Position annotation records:

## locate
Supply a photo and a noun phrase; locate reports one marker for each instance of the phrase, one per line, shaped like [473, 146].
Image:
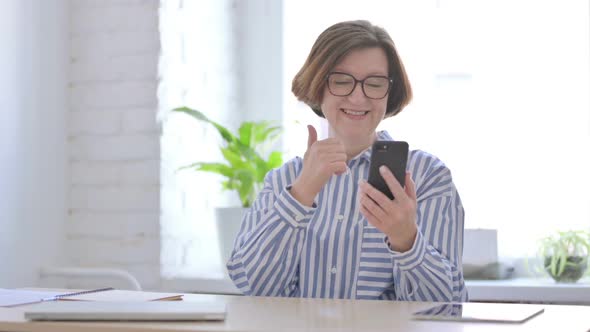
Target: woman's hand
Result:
[395, 218]
[321, 160]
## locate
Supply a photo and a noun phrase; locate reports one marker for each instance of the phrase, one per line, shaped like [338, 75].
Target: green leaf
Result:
[275, 159]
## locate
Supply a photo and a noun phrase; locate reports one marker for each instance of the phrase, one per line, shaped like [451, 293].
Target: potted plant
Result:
[243, 171]
[565, 255]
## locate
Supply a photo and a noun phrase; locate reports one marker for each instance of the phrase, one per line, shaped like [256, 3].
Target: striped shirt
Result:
[285, 248]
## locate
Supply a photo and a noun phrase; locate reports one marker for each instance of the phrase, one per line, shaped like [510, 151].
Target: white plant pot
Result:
[228, 222]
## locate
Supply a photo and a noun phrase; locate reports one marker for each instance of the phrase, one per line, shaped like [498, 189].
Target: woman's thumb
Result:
[312, 137]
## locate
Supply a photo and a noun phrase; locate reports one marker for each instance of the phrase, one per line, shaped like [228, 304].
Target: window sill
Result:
[512, 290]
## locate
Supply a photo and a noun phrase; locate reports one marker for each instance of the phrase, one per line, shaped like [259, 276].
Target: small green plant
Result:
[245, 168]
[565, 255]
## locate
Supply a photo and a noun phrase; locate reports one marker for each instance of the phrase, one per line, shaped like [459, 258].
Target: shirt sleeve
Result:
[266, 255]
[432, 269]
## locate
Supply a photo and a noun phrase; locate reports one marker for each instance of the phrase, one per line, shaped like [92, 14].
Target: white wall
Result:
[32, 137]
[114, 138]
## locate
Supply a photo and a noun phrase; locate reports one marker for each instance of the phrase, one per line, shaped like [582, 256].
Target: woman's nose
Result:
[357, 93]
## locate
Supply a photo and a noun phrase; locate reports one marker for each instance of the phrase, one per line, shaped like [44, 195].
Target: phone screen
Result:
[394, 155]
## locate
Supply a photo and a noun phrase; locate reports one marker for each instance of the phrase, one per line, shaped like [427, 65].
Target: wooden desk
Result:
[279, 314]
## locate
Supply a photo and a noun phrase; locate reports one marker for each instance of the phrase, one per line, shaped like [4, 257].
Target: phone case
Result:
[393, 154]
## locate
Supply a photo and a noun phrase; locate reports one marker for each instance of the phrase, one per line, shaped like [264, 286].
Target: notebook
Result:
[126, 311]
[481, 312]
[16, 297]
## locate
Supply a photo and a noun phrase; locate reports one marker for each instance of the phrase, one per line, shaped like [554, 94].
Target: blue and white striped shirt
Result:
[330, 251]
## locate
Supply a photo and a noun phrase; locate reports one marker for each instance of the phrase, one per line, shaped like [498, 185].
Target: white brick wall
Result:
[114, 138]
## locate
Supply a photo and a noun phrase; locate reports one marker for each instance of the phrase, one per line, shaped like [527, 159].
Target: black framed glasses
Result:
[343, 84]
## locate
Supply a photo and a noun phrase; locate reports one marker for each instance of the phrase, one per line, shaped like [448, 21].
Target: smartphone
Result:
[394, 155]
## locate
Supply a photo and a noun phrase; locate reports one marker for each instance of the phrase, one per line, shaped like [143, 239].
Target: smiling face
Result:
[354, 118]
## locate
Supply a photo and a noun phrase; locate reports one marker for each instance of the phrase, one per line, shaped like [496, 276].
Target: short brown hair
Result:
[331, 47]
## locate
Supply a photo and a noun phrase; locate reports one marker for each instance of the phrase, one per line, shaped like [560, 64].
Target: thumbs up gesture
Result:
[322, 159]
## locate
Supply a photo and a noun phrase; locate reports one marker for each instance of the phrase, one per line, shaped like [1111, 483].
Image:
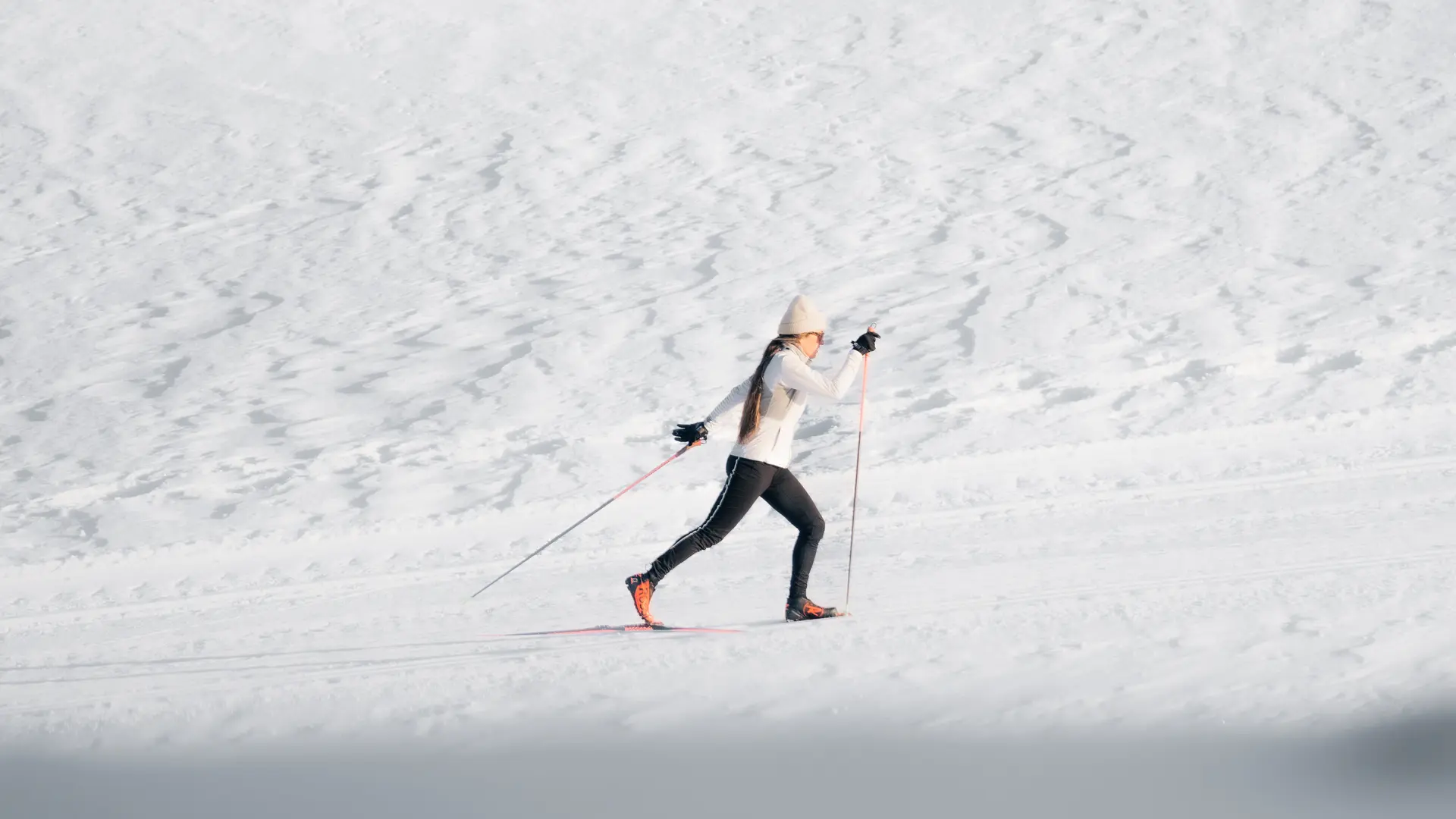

## To do
Show every line of the data above that contains the string "woman", matching case exactly.

## Response
Target: woman's hand
Target: woman's thumb
Target: woman's nose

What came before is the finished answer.